EXERCISE OBJECTIVE: In the text on the TDRM paper below, find every abbreviation that appears in parentheses right after its full form. List each one with that full form.

PASSAGE TO READ:
┏━━

- The paper introduces temporal difference learning using n-step updates to combine immediate and future rewards for smoother feedback in LLM reinforcement learning.
- Experiments show up to a 23.7% improvement in inference performance and comparable results with only 2.5k training samples versus over 50k in baseline models.
- The integration of process-based and rule-based rewards enhances reward signal stability, leading to improved efficiency and decision-making in RL.
TDRM: Smooth Reward Models with Temporal Difference for LLM RL and Inference
Introduction
The paper "TDRM: Smooth Reward Models with Temporal Difference for LLM RL and Inference" introduces a novel method for improving reward models in reinforcement learning (RL) with LLMs. The key innovation is the use of temporal difference (TD) learning to achieve smoother, more reliable reward signals, addressing the lack of temporal consistency in existing reward models that leads to sparse guidance and instability during training.
Reward Models (RMs) are integral to RL systems, providing feedback not just at the end of the reasoning process but throughout it. Current models, including Process Reward Models (PRMs) and Outcome Reward Models (ORMs), offer distinct advantages but struggle with continuity over long reasoning chains, often degrading training signals and inference efficiency.
Figure 1: Overall framework of TDRM with temporal difference learning to enhance reward model smoothness.
Methodology
Temporal Difference Learning
TDRM leverages temporal difference learning to address the shortcomings of existing reward models. By introducing n-step TD updates, the paper combines immediate reward signals with estimates of future value, ensuring that intermediate reasoning steps are rewarded dynamically, improving the alignment with long-term objectives.

┗━━

RECORDS SHOWN:
┏━━

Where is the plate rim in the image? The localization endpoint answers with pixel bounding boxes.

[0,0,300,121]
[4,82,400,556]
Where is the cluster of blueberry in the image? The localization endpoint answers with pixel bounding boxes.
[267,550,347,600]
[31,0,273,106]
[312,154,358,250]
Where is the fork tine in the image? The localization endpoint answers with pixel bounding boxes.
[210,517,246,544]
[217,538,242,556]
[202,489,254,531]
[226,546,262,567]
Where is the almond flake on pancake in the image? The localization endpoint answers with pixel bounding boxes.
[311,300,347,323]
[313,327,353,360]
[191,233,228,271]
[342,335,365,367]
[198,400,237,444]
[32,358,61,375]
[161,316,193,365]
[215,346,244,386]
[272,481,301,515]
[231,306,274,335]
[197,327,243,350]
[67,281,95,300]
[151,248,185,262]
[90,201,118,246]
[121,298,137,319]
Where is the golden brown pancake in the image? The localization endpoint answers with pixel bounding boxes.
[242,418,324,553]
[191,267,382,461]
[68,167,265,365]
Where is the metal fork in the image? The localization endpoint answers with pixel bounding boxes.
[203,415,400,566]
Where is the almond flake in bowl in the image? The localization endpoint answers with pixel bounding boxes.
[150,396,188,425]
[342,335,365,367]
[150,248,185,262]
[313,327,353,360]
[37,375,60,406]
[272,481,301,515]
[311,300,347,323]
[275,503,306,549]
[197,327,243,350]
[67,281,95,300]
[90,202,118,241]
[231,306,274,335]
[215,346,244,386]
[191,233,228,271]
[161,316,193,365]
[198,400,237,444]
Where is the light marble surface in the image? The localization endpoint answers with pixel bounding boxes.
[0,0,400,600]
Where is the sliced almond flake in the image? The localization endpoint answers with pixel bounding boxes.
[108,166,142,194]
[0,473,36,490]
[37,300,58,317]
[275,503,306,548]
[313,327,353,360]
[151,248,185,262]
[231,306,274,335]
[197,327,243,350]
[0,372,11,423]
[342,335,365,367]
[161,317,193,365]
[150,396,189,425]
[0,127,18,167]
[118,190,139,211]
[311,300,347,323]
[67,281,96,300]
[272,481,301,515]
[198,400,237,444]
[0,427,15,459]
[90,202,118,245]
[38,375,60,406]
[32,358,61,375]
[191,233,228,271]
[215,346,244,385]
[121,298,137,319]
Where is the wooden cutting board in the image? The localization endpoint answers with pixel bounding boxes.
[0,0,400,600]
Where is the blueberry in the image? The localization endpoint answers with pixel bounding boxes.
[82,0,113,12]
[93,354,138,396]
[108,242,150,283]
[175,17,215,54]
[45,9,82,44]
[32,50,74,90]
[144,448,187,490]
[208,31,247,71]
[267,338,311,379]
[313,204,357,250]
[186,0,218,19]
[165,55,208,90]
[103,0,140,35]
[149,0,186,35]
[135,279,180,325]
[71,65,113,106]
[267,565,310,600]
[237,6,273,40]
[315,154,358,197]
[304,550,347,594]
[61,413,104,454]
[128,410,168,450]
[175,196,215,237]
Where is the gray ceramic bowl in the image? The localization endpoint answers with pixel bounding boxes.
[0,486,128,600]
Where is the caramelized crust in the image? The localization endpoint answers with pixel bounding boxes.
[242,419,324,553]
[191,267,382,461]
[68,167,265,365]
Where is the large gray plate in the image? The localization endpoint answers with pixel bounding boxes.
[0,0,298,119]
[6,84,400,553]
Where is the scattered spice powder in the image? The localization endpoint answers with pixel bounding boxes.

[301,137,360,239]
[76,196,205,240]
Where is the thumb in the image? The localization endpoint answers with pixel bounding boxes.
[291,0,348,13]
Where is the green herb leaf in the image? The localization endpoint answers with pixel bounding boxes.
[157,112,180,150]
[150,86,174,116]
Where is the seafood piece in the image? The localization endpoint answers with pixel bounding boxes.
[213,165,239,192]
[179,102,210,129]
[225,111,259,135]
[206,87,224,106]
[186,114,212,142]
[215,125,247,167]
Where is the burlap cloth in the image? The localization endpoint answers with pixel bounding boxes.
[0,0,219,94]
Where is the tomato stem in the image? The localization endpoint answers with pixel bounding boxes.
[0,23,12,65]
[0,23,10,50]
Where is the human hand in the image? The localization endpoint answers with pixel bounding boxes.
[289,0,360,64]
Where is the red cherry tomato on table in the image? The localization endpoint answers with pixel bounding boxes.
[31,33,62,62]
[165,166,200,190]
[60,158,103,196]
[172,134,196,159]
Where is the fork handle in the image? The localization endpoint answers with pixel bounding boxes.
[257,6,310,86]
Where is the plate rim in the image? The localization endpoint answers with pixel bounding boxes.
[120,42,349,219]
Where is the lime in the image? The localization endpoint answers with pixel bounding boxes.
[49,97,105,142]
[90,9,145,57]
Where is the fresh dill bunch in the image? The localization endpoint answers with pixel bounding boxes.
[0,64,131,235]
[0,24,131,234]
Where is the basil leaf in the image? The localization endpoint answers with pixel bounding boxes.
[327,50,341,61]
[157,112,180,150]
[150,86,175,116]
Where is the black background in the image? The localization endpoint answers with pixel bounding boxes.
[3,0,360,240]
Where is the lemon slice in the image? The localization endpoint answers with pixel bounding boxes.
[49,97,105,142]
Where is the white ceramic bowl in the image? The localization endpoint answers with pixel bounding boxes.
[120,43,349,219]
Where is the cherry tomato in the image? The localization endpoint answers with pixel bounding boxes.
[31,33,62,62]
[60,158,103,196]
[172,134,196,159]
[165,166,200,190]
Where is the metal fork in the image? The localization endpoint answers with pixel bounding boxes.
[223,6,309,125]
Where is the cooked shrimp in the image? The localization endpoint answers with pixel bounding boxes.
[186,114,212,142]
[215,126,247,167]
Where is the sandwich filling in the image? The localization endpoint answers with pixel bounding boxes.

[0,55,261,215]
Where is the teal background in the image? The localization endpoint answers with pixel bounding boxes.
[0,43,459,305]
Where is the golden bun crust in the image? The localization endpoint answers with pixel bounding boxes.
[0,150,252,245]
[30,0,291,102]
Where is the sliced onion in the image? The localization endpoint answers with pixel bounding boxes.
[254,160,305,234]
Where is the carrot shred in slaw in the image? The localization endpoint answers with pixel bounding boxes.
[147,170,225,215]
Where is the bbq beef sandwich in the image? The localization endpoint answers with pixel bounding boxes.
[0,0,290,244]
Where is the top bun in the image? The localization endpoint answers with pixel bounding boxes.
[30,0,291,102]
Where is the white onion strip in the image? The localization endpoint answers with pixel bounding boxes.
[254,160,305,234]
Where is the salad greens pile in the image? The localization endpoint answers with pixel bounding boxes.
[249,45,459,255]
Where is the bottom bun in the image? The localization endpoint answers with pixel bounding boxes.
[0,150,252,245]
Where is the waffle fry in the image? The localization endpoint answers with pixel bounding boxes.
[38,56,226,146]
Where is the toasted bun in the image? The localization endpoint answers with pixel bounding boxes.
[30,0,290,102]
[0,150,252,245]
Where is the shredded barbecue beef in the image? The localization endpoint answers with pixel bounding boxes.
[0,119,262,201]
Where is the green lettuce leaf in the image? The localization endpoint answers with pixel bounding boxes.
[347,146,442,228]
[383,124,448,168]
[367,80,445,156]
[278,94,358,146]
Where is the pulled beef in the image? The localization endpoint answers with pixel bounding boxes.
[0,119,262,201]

┗━━

RESPONSE TO THIS TASK:
- RL: reinforcement learning
- TD: temporal difference
- RMs: Reward Models
- PRMs: Process Reward Models
- ORMs: Outcome Reward Models